Records from a data collection
******

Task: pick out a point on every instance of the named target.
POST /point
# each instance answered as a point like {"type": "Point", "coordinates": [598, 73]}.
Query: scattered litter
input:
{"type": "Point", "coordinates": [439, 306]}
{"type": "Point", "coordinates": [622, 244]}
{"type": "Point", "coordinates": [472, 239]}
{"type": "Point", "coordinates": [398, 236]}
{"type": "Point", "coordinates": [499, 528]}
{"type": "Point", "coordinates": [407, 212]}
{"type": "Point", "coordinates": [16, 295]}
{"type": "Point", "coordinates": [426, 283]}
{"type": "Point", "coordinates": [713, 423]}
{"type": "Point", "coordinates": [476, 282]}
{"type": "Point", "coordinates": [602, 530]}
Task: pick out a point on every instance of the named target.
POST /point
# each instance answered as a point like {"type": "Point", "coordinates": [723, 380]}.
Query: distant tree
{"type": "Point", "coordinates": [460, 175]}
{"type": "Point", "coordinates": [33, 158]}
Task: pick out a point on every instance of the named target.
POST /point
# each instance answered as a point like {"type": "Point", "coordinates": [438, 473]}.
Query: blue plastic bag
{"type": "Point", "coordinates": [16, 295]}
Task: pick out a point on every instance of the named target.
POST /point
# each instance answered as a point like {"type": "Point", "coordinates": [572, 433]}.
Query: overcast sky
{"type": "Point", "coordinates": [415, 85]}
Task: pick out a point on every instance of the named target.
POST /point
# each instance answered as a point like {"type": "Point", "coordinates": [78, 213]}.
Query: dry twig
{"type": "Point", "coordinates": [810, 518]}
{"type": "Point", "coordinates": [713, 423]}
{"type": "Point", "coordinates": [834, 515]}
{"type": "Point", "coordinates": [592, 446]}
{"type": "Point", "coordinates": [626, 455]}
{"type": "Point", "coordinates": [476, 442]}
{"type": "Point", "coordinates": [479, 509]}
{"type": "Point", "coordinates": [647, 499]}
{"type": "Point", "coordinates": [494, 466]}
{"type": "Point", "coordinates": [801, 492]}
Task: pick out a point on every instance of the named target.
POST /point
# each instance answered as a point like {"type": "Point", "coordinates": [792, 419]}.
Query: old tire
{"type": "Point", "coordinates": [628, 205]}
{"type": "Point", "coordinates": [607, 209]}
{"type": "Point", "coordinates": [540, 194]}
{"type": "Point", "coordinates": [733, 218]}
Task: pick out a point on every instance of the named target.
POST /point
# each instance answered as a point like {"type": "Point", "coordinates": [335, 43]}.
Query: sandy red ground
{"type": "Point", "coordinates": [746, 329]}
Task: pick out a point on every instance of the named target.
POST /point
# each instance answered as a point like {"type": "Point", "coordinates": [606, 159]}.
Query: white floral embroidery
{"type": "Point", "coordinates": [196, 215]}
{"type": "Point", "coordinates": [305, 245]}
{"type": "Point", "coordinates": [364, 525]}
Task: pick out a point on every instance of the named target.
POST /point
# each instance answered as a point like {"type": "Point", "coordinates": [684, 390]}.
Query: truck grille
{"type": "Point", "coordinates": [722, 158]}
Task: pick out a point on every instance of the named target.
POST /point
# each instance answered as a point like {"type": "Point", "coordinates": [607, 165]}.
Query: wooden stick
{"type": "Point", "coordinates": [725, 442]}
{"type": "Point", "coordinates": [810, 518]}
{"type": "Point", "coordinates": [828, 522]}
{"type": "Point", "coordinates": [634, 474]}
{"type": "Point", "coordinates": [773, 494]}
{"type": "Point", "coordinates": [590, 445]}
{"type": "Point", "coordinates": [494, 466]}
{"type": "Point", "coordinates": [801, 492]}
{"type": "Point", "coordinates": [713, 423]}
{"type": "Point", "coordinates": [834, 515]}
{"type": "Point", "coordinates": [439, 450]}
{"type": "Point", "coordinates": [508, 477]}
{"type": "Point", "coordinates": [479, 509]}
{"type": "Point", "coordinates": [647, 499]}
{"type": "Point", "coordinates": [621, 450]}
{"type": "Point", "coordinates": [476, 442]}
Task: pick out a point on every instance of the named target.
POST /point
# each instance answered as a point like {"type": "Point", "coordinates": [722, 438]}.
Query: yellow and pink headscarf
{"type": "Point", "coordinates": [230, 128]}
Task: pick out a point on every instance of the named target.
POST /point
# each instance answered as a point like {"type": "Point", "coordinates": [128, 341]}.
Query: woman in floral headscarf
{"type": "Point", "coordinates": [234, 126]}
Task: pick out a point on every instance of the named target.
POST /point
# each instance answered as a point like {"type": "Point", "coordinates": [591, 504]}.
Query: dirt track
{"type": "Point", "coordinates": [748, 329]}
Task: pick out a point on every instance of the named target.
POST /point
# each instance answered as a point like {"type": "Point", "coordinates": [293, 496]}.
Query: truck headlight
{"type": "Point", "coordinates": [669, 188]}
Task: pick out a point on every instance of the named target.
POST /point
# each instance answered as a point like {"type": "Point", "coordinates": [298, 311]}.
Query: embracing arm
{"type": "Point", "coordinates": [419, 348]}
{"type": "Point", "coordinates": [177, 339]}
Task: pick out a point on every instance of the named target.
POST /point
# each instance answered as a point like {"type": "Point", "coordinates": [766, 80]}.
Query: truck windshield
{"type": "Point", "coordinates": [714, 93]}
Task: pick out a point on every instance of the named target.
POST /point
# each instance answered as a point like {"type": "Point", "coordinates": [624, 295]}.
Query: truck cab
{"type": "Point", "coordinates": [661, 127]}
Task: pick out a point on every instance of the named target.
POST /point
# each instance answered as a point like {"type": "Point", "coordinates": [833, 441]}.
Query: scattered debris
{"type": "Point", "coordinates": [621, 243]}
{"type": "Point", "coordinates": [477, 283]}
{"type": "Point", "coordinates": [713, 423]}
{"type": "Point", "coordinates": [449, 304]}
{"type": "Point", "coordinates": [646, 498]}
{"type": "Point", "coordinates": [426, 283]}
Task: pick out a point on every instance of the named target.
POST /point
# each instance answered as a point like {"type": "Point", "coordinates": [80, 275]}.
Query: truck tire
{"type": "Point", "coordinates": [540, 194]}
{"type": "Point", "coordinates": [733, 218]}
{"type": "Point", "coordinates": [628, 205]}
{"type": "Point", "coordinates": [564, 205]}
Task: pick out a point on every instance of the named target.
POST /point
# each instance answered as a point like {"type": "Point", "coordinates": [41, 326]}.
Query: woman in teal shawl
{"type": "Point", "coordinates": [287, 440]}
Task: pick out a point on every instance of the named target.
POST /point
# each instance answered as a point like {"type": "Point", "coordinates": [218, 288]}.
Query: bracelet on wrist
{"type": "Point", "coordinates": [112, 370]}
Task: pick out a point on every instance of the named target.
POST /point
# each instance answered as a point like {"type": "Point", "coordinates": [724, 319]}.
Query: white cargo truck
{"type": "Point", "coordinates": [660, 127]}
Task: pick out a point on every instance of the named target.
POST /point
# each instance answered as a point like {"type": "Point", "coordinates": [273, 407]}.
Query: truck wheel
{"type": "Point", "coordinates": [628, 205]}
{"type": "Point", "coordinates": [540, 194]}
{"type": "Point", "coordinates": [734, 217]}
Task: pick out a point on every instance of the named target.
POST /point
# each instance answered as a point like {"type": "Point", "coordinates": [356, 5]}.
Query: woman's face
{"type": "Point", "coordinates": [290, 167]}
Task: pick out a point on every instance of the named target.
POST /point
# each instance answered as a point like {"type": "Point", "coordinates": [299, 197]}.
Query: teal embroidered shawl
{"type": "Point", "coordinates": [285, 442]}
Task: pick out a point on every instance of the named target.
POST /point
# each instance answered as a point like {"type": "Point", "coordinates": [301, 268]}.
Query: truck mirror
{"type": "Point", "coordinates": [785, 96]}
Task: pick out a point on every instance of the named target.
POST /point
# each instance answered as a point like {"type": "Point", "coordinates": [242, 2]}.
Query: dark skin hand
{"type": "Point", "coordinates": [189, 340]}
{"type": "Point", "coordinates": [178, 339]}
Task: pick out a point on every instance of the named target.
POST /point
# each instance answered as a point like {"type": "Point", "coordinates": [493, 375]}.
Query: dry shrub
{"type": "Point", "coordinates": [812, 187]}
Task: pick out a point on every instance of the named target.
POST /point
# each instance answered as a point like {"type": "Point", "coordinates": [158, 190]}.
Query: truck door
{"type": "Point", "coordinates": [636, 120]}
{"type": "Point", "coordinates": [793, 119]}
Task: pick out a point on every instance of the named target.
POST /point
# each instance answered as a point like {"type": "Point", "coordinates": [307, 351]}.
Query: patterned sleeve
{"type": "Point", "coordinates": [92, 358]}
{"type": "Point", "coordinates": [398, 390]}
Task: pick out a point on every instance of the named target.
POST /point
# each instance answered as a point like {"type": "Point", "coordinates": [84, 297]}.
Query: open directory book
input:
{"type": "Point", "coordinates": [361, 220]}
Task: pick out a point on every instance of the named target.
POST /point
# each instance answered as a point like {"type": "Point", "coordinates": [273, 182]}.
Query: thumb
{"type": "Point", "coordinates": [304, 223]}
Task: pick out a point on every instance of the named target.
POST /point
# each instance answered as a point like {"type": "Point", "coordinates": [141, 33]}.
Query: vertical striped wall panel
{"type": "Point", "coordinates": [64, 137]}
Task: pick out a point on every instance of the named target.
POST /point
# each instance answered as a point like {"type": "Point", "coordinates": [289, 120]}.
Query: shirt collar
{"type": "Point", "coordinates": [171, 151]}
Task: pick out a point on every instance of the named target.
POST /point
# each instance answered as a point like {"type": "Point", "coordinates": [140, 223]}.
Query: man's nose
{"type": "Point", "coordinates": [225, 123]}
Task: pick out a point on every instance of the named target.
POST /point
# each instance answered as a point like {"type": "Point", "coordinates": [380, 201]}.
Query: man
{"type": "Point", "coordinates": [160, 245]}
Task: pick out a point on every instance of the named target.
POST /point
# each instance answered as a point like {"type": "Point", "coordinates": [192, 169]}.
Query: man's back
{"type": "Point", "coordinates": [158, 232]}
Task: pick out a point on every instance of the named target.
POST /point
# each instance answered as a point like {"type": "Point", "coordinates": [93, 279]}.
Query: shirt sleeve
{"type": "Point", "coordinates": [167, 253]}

******

GIVEN TASK
Extract every line in the records that contains the string "shirt". Treat uppercase and lowercase as different.

EXPECTED ANSWER
Query: shirt collar
Query: shirt sleeve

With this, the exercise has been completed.